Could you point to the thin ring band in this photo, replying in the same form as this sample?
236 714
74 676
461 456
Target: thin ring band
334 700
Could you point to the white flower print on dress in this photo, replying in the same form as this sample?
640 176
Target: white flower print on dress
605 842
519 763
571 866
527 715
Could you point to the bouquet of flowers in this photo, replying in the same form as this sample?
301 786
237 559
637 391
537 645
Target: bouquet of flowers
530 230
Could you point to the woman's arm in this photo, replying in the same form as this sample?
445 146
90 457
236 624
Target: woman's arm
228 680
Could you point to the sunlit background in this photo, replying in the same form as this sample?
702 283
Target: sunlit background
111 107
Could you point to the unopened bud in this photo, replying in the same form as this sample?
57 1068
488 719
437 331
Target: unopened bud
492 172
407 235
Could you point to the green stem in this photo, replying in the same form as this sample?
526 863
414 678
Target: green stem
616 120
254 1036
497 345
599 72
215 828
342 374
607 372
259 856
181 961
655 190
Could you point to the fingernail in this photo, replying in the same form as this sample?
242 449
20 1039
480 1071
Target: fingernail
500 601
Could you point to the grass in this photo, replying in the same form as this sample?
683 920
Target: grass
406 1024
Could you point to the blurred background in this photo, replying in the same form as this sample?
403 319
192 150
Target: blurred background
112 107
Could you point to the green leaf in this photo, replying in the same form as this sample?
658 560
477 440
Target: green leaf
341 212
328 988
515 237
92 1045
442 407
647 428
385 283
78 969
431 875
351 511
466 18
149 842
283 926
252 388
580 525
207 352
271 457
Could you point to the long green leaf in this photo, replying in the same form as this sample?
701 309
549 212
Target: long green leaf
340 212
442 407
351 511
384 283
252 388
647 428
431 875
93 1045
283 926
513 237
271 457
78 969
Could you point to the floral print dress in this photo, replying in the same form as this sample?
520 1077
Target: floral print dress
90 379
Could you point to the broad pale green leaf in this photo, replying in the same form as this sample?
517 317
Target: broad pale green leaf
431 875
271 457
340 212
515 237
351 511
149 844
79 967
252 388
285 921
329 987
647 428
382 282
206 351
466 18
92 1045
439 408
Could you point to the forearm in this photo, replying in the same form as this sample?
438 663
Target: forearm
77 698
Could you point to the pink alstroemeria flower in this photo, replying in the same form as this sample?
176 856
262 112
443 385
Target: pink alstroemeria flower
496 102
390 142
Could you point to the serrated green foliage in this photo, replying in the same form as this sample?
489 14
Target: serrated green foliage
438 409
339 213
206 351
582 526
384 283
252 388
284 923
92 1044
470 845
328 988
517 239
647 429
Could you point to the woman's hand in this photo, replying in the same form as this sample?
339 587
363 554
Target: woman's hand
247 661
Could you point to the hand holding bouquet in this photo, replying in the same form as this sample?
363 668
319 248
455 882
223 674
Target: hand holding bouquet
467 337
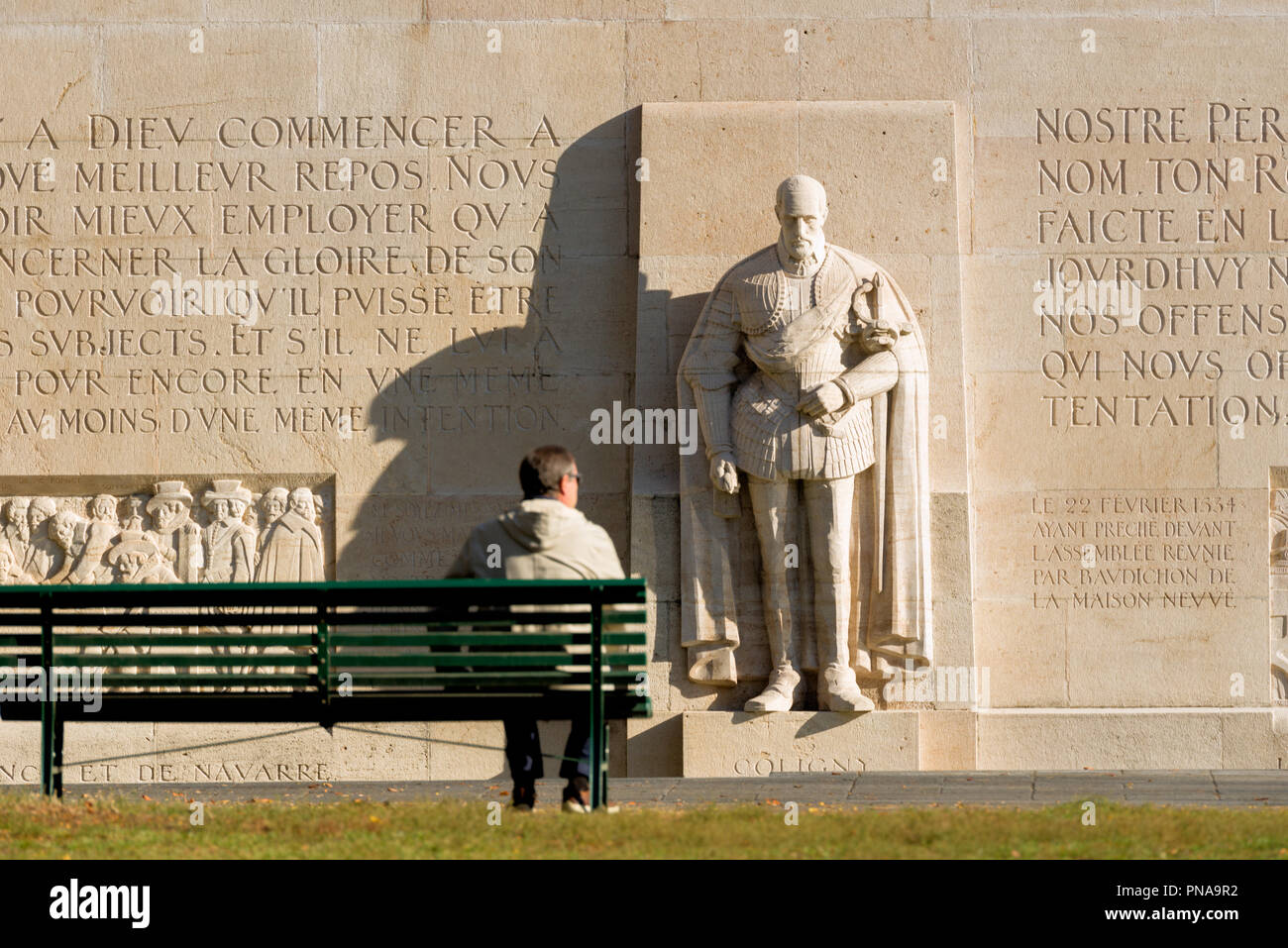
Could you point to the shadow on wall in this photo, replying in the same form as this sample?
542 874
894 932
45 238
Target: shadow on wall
507 381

────────────────────────────────────────

REQUIREMENTS: Please format the stretch of records from the line containing "Could you point to the woman's hand" through the end of the records as a Markdown table with the columns Row and Line. Skip blank lines and leave the pictures out.

WORKED ANSWER:
| Row | Line |
|---|---|
| 1 | Could you point to the woman's hand in this photo, replying in the same form as this sample? |
| 2 | 339 587 |
| 3 | 363 554 |
| 4 | Target: woman's hand |
| 5 | 247 661 |
| 6 | Could you point to the hand holding bouquet in this photo, replying in the same form as this sample? |
| 7 | 363 668 |
| 8 | 319 248 |
| 9 | 455 882 |
| 10 | 223 674 |
| 11 | Target: hand holding bouquet |
| 12 | 467 337 |
| 13 | Could you point to the shadow on wall in this photo, replying in the same form as this sample? |
| 14 | 542 874 |
| 15 | 894 932 |
| 16 | 45 238 |
| 17 | Target: shadow on wall |
| 18 | 507 381 |